◆ **EXERCISE AIM**:
Every record below is to be restated word for word.

[[ DATASET EXTRACT open ]]

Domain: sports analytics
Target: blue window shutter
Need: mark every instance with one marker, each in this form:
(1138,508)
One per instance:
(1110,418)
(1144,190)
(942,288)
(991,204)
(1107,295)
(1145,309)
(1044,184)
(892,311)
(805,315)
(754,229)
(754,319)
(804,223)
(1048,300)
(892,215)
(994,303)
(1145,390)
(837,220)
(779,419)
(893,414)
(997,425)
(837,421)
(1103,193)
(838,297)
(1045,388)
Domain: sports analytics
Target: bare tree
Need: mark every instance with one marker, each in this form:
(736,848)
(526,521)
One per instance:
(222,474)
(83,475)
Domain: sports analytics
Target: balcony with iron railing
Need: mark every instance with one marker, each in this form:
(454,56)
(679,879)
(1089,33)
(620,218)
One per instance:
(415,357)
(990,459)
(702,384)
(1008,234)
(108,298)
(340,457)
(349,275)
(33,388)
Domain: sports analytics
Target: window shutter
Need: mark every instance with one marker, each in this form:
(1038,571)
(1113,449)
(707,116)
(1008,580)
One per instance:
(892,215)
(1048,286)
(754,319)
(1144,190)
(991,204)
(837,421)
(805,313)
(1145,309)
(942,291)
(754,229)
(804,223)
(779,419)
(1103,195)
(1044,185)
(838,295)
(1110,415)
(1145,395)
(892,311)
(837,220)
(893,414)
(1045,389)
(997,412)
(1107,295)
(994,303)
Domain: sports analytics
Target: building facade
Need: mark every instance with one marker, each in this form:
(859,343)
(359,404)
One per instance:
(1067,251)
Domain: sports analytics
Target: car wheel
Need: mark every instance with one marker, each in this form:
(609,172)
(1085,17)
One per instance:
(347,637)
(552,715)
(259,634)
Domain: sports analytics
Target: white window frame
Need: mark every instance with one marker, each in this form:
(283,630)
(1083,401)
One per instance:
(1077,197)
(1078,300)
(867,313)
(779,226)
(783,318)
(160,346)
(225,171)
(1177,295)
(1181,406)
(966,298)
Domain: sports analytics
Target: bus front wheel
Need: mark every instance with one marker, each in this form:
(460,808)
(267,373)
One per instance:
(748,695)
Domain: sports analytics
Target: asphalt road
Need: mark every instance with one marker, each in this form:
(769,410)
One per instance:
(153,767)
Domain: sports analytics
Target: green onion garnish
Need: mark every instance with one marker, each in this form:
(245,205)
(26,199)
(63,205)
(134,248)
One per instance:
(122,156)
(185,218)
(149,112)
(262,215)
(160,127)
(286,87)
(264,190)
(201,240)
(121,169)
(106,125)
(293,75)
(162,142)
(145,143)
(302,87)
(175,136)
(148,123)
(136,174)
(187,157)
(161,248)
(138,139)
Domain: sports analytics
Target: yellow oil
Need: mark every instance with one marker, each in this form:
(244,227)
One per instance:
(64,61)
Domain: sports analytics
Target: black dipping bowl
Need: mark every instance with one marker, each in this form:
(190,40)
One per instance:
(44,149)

[[ DATASET EXTRACT closed ]]

◆ **RESPONSE TO THE TASK**:
Domain: sports analytics
Target: blue window shutter
Need: mark every instance with one marker, each in this form:
(1138,508)
One per instance:
(1110,418)
(1144,190)
(942,288)
(991,204)
(1107,295)
(1145,309)
(1044,184)
(892,311)
(805,315)
(754,229)
(754,319)
(804,223)
(1048,300)
(892,215)
(994,303)
(1145,390)
(837,220)
(779,419)
(893,414)
(997,425)
(837,421)
(1103,193)
(838,297)
(1045,388)
Domain: sports analytics
Target: bare tree
Need: mark every instance with one marker, each in this form:
(736,848)
(526,521)
One per instance:
(222,474)
(83,475)
Domain: sports analytics
Target: balcony with iron railing
Need: mark every instance with one marker, each in this form:
(454,56)
(679,879)
(1089,33)
(620,218)
One per instance:
(415,357)
(990,459)
(702,384)
(1008,234)
(108,298)
(340,457)
(349,275)
(33,388)
Domain: sports analytics
Target: window shutter
Need: mark every instance with one marker, each in this form:
(1038,571)
(1113,449)
(707,116)
(1008,580)
One per instance:
(892,215)
(1048,286)
(754,319)
(1144,190)
(991,204)
(837,421)
(805,313)
(1145,309)
(942,291)
(754,229)
(804,223)
(779,419)
(1103,195)
(1044,185)
(838,295)
(1110,415)
(1145,395)
(892,311)
(837,220)
(893,414)
(1045,389)
(997,412)
(1107,295)
(994,303)
Domain: sports analytics
Target: building facade
Need: mark every instance with one marker, each in this form:
(859,343)
(359,404)
One per instance:
(1067,251)
Domain: sports analytics
Target: car wheel
Need: mark every instance with one marker, each in this form:
(609,172)
(1085,17)
One per instance:
(347,637)
(552,715)
(259,634)
Domain: sports analytics
Target: white window frame
Need: mark every instance with one marker, each in this form:
(283,630)
(1083,401)
One per instance:
(1077,197)
(1078,300)
(867,313)
(779,226)
(783,318)
(160,346)
(225,171)
(1177,295)
(1181,406)
(966,298)
Domain: sports analytics
Target: bus front wheel
Need: mark every instance with one marker, each in this form:
(460,808)
(267,373)
One per instance:
(748,695)
Domain: sports analytics
Target: asphalt road
Need: mark every instance with one marker, each in this form:
(769,410)
One per instance:
(153,767)
Domain: sports analytics
Target: green onion garnish
Need: mark every instance with one marker, each in this form:
(245,205)
(26,199)
(63,205)
(134,248)
One per instance:
(122,156)
(185,218)
(149,112)
(262,215)
(160,127)
(286,87)
(264,190)
(201,240)
(121,169)
(106,125)
(293,75)
(162,142)
(145,143)
(302,87)
(175,136)
(148,123)
(136,174)
(187,157)
(161,248)
(138,139)
Domain: sports analytics
Target: yellow oil
Need: mark every instance with one marker, each in this form:
(244,227)
One per instance:
(64,61)
Domain: sports analytics
Target: black dipping bowl
Need: mark every instance with one marker, each in this form:
(190,40)
One per instance:
(44,149)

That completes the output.